Brief A ::
In the episode reviews below, which actor plays Victoria Hand?

Passage given ::
######
Another not-great filler episode with a potentially nifty conceit (Ward/Skye and Fitz/Simmons swap pairings for a joint undercover mission) that doesn’t pay off. On the plus side, Saffron Burrows makes a nice ice-queen debut as Victoria Hand and the “Skye’s Parents” mystery proved to have real legs in terms of long-term dramatic tension.
This turned out to be a breaking-point episode for a lot of viewers when the much-publicized tie-in with “THOR: THE DARK WORLD” turned out to be largely incidental. That’s too bad, because it’s still one of the better episodes thus far. The always delightful Peter MacNicol’s turn as a blue-collar Asgardian happily wandering Earth as an under-the-radar immortal is a fun use of Marvel Universe resources and the berserker-magic fight sequences are a series highlight. Time will tell if the continued slow drip of backstory about Ward’s abused childhood will be worth the buildup, of course, but the big turn – May inviting Ward (who up to this point kept being positioned as eventual romantic partner of either Skye or Simmons) to be Friends With Benefits – remains the series’ most agreeable surprise development. Not that it should be a surprise for a TV series to position an actress in her 50s as capable of wooing and winning the Resident Hot Guy, but it is.
Another filler episode, frustratingly working in a bad version of the kind of “TWILIGHT ZONE”-esque one-off mysteries that should be the show’s strong suit: The Agents scoop up a young woman who appears to have destructive telekinetic powers, but it turns out she’s actually being stalked by the “ghost” of an infatuated (and possibly mentally-handicapped?) repairman who was dimensionally-displaced by an explosion at (basically) The Local Science Factory. Good setup, weak execution.
This was the series’ last new episode before the regular network TV winter break, so all the stops came out: Raina returns with a small army of C.E.N.T.I.P.E.D.E. commandos, The Agents brought in a newly S.H.I.E.L.D.-backed Mike Peterson for muscle, Coulson wound up kidnapped and Mike (apparently) died. Like a lot of schedule-mandated cliffhanger episodes in other series, “THE BRIDGE” is passably entertaining but doesn’t feel very vital now that it’s setups (mainly that the bad guys have been trying to get their hands on Coulson to steal the secret of his ressurection) have all paid off.
EPISODE 11: “THE MAGICAL PLACE”
######
Material ::
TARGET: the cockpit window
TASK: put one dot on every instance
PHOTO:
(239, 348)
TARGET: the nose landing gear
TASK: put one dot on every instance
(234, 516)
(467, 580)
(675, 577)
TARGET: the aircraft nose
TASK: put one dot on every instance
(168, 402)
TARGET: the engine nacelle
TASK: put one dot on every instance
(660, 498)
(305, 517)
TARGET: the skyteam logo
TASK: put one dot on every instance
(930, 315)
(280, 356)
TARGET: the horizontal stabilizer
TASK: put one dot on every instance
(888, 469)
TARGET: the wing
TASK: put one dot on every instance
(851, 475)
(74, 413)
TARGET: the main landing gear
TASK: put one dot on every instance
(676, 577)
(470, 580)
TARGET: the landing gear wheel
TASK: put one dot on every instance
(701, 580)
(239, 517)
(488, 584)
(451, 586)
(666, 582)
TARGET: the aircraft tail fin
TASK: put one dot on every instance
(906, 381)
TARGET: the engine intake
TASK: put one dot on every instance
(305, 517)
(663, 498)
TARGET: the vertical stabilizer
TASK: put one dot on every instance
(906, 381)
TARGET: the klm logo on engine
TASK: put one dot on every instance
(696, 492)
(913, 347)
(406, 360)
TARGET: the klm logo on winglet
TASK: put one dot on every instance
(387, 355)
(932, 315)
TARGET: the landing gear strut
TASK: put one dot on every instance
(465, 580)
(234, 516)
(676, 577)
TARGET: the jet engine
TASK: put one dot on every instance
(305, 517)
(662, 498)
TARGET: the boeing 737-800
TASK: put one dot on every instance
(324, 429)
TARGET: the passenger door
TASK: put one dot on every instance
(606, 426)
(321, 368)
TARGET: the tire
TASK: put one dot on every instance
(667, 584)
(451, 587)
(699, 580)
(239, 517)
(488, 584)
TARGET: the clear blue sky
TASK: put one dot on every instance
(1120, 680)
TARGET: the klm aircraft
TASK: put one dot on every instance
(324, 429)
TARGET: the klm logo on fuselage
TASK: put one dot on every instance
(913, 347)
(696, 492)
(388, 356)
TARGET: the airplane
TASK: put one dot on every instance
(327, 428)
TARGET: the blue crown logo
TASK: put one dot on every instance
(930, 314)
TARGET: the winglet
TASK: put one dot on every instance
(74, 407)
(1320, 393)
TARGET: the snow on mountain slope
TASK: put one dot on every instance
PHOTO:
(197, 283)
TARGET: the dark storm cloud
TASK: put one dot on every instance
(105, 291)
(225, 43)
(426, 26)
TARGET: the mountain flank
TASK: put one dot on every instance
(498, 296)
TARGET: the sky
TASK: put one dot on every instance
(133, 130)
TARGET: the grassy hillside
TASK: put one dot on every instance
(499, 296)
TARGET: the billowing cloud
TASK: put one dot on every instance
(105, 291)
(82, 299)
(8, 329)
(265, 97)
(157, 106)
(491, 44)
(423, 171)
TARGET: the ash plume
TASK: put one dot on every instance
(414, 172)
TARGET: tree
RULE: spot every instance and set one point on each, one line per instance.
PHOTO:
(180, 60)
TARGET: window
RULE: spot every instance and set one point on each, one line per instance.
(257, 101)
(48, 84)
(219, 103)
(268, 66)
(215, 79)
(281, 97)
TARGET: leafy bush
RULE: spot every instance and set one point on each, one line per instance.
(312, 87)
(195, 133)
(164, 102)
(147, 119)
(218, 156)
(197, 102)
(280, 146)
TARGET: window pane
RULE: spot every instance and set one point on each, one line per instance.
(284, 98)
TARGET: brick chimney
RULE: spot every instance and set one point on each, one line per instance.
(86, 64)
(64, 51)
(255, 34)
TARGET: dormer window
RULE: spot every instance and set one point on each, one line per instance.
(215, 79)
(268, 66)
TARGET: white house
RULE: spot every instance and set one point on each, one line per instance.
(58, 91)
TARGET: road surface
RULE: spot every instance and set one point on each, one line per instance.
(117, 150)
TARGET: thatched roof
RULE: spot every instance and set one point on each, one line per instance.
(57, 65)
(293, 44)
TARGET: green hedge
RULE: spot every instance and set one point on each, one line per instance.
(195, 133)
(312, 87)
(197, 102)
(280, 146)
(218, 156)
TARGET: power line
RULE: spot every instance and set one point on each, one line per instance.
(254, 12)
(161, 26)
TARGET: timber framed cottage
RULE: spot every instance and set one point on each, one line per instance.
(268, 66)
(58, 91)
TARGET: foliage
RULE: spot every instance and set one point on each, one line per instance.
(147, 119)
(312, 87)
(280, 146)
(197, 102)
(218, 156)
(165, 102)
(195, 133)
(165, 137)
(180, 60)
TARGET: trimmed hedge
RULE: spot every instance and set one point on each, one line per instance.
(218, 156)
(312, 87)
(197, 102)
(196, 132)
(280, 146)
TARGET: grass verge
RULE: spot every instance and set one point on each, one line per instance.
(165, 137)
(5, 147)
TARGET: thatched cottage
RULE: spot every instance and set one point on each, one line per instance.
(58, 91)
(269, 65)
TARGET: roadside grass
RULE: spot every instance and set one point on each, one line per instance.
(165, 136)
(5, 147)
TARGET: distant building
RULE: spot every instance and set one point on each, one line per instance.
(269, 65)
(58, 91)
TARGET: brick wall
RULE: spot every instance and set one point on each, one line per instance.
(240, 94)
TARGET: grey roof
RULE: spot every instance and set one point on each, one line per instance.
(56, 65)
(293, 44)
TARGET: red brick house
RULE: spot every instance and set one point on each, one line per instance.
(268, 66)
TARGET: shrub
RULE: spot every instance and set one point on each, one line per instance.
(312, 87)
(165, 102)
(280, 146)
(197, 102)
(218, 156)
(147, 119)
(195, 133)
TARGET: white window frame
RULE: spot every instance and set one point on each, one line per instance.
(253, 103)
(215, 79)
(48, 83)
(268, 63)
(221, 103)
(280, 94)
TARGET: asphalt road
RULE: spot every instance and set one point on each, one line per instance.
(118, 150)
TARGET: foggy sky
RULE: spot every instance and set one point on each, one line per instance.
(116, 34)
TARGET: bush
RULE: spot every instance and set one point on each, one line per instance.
######
Brief B ::
List every line of the listing above that contains the word "nose".

Complete output A ::
Saffron Burrows

Complete output B ::
TARGET: the nose landing gear
TARGET: the aircraft nose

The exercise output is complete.